Reproduce every line of the entries below, requests included, and add 5 to each x and y coordinate in the answers.
------ Input rows ------
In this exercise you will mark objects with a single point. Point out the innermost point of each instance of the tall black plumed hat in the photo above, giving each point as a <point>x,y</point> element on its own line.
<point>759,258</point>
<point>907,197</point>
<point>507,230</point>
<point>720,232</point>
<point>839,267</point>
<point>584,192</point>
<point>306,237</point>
------
• **Task answer**:
In this exercise you will mark objects with a single point. Point out the innermost point of each instance of the tall black plumed hat in the photo above, giving each point as a <point>x,y</point> element on its own line.
<point>764,263</point>
<point>912,202</point>
<point>512,235</point>
<point>725,237</point>
<point>844,272</point>
<point>589,197</point>
<point>311,242</point>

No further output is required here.